PROVIDED MATERIAL:
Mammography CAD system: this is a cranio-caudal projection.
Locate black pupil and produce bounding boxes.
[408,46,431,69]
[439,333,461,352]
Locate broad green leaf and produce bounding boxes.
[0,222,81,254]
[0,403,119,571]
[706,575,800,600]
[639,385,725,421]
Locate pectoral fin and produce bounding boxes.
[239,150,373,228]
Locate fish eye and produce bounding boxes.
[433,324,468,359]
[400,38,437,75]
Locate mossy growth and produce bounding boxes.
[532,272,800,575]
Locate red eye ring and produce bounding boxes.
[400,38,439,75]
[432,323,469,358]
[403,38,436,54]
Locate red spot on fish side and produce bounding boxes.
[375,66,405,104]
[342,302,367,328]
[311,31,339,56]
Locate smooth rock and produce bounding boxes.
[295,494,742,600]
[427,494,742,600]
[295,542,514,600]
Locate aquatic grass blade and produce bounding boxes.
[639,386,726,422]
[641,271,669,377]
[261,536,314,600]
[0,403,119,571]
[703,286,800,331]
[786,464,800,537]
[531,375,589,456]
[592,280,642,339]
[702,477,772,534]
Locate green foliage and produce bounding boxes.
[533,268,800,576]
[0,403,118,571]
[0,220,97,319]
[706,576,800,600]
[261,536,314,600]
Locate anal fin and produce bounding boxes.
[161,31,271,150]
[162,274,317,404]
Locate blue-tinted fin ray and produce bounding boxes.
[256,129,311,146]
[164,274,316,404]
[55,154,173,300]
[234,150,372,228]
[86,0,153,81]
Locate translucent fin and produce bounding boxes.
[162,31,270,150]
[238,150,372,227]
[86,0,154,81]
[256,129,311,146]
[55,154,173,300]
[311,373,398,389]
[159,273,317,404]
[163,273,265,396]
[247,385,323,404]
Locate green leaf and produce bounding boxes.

WRITTEN REQUEST:
Change "produce bounding boxes" to "draw bounding boxes" everywhere it occurs in the records above, and reproduce every other line unaltered.

REPLY TO THE TASK:
Mammography CAD system: this is a cranio-caudal projection.
Locate black pupil and draw bounding boxes.
[408,46,431,69]
[439,333,461,352]
Locate broad green leaf and draw bounding boxes.
[0,222,81,254]
[0,403,119,571]
[706,575,800,600]
[639,385,725,421]
Locate pectoral fin and draw bounding boxes.
[239,150,373,228]
Locate fish eye and draw bounding boxes.
[433,324,468,359]
[400,38,437,75]
Locate mossy growth and draw bounding boxes.
[532,272,800,575]
Locate red eye ring and draw bounding boxes.
[400,38,439,75]
[432,323,469,358]
[403,38,436,54]
Locate red spot on fish side and draw bounding boxes.
[375,66,405,104]
[342,302,367,328]
[311,31,339,56]
Locate smooth rock and draw bounding boxes.
[295,494,742,600]
[427,494,742,600]
[295,542,514,600]
Locate aquatic grass blade and draw bounding boxes.
[639,386,726,422]
[641,271,669,377]
[261,536,314,600]
[0,403,119,571]
[703,286,800,331]
[786,464,800,537]
[531,375,589,456]
[592,280,642,339]
[702,477,772,534]
Locate green foliage and draw bounding boxes.
[533,268,800,576]
[0,403,118,571]
[0,220,97,319]
[706,576,800,600]
[261,536,314,600]
Locate anal fin and draw bounding boxes.
[161,31,271,150]
[162,274,317,404]
Locate blue-tinted fin ray and draw bounding boxes.
[256,129,311,146]
[164,274,316,404]
[55,154,173,300]
[234,150,372,228]
[86,0,153,81]
Locate translucent fin and draw bounding boxes.
[162,31,270,150]
[238,150,372,227]
[86,0,154,81]
[256,129,311,146]
[55,154,173,300]
[311,373,398,389]
[159,273,317,404]
[163,273,265,396]
[247,385,323,404]
Locate green leaf and draw bounding boxes.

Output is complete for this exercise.